**Instruction:** Could you continue the patent text on a connector system with a connection sensor, picking up right after its last sentence?

**Selected text:**

****************************************

P
US9564717B2ActiveUtilityPatentIndex 69

Connector system with connection sensor

Assignee: SabritecPriority: Mar 15, 2013Filed: Mar 17, 2014Granted: Feb 7, 2017
Est. expiryMar 15, 2033(~6.7 yrs left)· nominal 20-yr term from priority
Inventors:WHETSTONE GENEJOHANNES RICHARD
H01R 13/625H01R 13/6683
69
PatentIndex Score
6
Cited by
20
References
20
Claims

Abstract

A connector system including a sensing mechanism that can be used to control signal distribution through the connector system is disclosed. The connector system may include a first connector and a second connector configured to be operatively engaged in both a mated condition and an interlocked condition. The connectors of the connector system include conductive contacts that complete a conductive connection when the connectors are in the mated condition. The connector system includes a fastening mechanism that provides an interlocked condition following mating of the connectors, and may further include a sensor and a sensor trigger that may be used to sense the connection status of the system. The sensor may connected to a controller, with the controller controlling signal distribution through the connector system dependent on the connection status determined by the sensing mechanism. A method for controlling signal distribution through a connector system is also provided.

Claims

exact text as granted — not AI-modified
What is claimed is: 
     
       1. A connector system comprising:
 a first connector having a first conductive contact, a first housing configured to house the first conductive contact, and a first shell formed integrally with the first housing and having a groove defining a keyway; 
 a second connector having a second conductive contact, a second housing configured to house the second conductive contact, and a second shell formed integrally with the second housing and having a key configured to be received by the keyway, the first shell and the second shell overlapping to form a cavity when the key is received by the keyway, wherein the first connector and the second connector are configured to be operatively engaged in a mated unlocked condition or a mated locked condition while the key is received by the keyway, the first conductive contact and the second conductive contact being in electrical communication within the cavity when the first connector and the second connector are in either of the mated unlocked condition or the mated locked condition; 
 a controller configured to enable signal communication through the first conductive contact and the second conductive contact based on receiving an enabling signal, and disable signal communication through the first conductive contact and the second conductive contact based on receiving a disabling signal; 
 a sensor trigger proximate to at least one of the keyway or the key; and 
 a sensor proximate to the other of the key or the keyway and connected to the controller, wherein the sensor is configured to:
 transmit the enabling signal to the controller when the first connector and the second connector are in the mated locked condition, and 
 transmit the disabling signal to the controller when the first connector and the second connector are in the mated unlocked condition or the unmated unlocked condition.

****************************************

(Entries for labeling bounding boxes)
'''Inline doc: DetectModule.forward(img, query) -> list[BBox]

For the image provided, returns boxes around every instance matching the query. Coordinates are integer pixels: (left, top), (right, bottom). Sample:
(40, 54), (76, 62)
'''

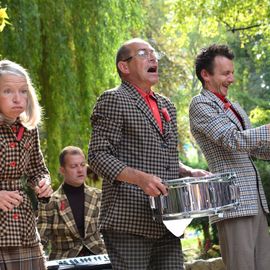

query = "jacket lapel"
(58, 185), (80, 238)
(202, 89), (243, 130)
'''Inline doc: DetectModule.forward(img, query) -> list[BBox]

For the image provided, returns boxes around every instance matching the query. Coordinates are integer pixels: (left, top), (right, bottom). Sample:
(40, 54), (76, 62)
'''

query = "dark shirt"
(63, 183), (84, 238)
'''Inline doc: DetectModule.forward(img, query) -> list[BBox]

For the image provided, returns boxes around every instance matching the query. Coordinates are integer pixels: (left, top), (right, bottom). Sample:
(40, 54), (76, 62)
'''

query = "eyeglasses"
(122, 49), (162, 62)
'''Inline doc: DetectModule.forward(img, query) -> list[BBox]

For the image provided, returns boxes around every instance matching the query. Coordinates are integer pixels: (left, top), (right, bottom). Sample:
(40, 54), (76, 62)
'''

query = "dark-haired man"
(89, 39), (206, 270)
(38, 146), (106, 260)
(190, 45), (270, 270)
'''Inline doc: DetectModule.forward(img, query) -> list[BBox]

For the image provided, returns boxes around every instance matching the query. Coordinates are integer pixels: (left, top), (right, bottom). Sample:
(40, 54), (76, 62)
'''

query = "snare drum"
(150, 173), (240, 221)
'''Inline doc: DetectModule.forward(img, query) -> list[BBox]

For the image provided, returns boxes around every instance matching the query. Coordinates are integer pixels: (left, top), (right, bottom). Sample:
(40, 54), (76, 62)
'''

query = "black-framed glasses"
(122, 49), (162, 62)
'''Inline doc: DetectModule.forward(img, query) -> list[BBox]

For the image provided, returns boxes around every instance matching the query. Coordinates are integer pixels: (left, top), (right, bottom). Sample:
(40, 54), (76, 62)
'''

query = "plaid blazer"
(88, 82), (179, 238)
(38, 185), (106, 260)
(0, 119), (50, 247)
(189, 90), (270, 222)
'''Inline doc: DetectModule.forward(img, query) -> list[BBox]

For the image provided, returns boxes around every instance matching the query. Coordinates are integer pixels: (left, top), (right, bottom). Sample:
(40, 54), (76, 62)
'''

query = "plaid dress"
(0, 120), (49, 269)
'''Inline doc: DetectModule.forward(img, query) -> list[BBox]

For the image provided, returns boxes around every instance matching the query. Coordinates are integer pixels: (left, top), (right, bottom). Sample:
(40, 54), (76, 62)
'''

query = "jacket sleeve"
(190, 98), (270, 154)
(27, 129), (51, 185)
(88, 91), (126, 185)
(37, 202), (54, 248)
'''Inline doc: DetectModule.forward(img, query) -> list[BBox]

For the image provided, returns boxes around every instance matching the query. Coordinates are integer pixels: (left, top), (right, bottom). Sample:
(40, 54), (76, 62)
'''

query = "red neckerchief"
(16, 125), (24, 142)
(133, 85), (163, 133)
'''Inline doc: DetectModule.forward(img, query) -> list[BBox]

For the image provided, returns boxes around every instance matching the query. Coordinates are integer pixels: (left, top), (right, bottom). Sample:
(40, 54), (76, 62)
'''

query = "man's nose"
(229, 74), (234, 83)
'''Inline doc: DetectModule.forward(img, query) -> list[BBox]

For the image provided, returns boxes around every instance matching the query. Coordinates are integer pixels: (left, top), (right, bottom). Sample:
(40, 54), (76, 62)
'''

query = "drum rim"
(164, 172), (236, 187)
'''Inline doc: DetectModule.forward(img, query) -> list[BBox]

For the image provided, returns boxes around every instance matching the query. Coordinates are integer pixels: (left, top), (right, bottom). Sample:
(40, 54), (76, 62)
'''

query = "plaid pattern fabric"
(0, 120), (49, 247)
(103, 231), (183, 270)
(38, 185), (106, 260)
(190, 90), (270, 222)
(88, 82), (179, 238)
(0, 245), (47, 270)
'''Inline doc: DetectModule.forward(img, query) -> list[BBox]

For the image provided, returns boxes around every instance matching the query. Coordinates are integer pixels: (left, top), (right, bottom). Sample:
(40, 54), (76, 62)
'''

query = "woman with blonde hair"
(0, 60), (52, 270)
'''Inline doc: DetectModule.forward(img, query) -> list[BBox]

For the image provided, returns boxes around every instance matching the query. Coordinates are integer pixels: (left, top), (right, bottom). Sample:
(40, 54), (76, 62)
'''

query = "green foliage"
(0, 0), (145, 186)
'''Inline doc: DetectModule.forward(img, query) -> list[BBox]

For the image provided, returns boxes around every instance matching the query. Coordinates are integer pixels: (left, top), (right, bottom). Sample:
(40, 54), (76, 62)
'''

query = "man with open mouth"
(88, 39), (207, 270)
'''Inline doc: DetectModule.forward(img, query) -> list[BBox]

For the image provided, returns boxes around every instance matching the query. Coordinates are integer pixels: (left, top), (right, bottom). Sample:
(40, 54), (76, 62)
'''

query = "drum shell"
(150, 173), (240, 220)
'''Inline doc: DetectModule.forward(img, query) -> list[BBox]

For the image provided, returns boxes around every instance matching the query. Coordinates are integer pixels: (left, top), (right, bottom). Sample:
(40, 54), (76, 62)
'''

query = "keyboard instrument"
(46, 254), (112, 270)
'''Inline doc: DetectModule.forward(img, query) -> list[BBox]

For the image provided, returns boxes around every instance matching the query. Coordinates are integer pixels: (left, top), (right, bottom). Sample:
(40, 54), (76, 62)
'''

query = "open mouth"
(147, 67), (157, 73)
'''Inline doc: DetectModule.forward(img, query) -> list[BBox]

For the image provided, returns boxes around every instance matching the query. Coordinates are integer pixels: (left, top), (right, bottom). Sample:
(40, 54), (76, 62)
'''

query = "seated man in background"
(38, 146), (106, 260)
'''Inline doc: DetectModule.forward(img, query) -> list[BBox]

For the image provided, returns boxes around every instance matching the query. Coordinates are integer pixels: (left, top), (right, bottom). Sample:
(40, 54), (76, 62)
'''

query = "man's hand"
(179, 162), (211, 177)
(190, 169), (211, 177)
(117, 167), (168, 197)
(0, 190), (23, 211)
(35, 179), (53, 198)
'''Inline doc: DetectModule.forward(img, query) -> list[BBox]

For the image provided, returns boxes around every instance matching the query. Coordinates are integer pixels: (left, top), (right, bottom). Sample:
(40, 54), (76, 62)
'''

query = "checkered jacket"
(89, 82), (179, 238)
(0, 120), (49, 247)
(38, 185), (106, 260)
(189, 90), (270, 222)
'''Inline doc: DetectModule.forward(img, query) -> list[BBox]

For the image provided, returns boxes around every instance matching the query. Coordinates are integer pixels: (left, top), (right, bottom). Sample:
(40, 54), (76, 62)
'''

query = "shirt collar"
(212, 92), (227, 103)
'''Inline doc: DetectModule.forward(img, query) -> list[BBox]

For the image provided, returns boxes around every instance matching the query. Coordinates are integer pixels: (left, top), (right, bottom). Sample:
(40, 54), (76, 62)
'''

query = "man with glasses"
(88, 39), (207, 270)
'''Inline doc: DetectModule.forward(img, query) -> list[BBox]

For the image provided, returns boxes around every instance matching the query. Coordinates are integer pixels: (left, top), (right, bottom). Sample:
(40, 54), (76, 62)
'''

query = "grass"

****************************************

**Output below:**
 
 
     
     
       2. The connector system of  claim 1 , wherein the sensor is a Hall effect sensor. 
     
     
       3. The connector system of  claim 2 , wherein the sensor trigger is a magnet suitable for producing a magnetic field of sufficient strength to trigger the Hall effect sensor to generate one or more output signals including the enabling signal or the disabling signal. 
     
     
       4. The connector system of  claim 2 , wherein the Hall effect sensor is configured to amplify at least one output signal. 
     
     
       5. The connector system of  claim 2 , wherein the Hall effect sensor is configured to provide feedback to the controller for controlling signal communication through the first conductive contact and the second conductive contact based on whether the first connector and the second connector are in the mated unlocked condition, the mated locked condition or the unmated unlocked condition. 
     
     
       6. The connector system of  claim 1 , wherein operative engagement of the first connector and the second connector produces the mated unlocked condition before the mated locked condition. 
     
     
       7. The connector system of  claim 1 , wherein the sensor is further configured to detect three or more conditions of the first connector and the second connector including whether the first connector and the second connector are in the mated locked condition, the mated unlocked condition or the unmated unlocked condition based on a location of the sensor relative to the sensor trigger. 
     
     
       8. A connector comprising:
 a conductive contact; 
 a housing configured to house the conductive contact; 
 a receptacle shell formed integrally with the housing, having a mating end, and having a groove defining at least one keyway configured to receive a corresponding key of a corresponding connector, the receptacle shell and a corresponding shell of the corresponding connector overlapping to form a cavity when the connector and the corresponding connector are in a mated condition, and the conductive contact being in electrical communication with a corresponding conductive contact of the corresponding connector within the cavity; 
 a sensor positioned adjacent to the at least one keyway, connected to a sensor lead termination and configured to generate one or more output signals that indicate three or more conditions of the connector and the corresponding connector based on a location of the sensor relative to a sensor trigger of the corresponding connector, the one or more output signals including a disabling signal for disabling signal communication through the conductive contact; and 
 a sensor lead connected to the sensor lead termination and configured to transmit at least one of the one or more output signals. 
 
     
     
       9. The connector of  claim 8 , wherein the sensor is a Hall effect sensor. 
     
     
       10. The connector of  claim 9 , wherein the Hall effect sensor is configured to amplify at least one of the one or more output signals prior to transmission.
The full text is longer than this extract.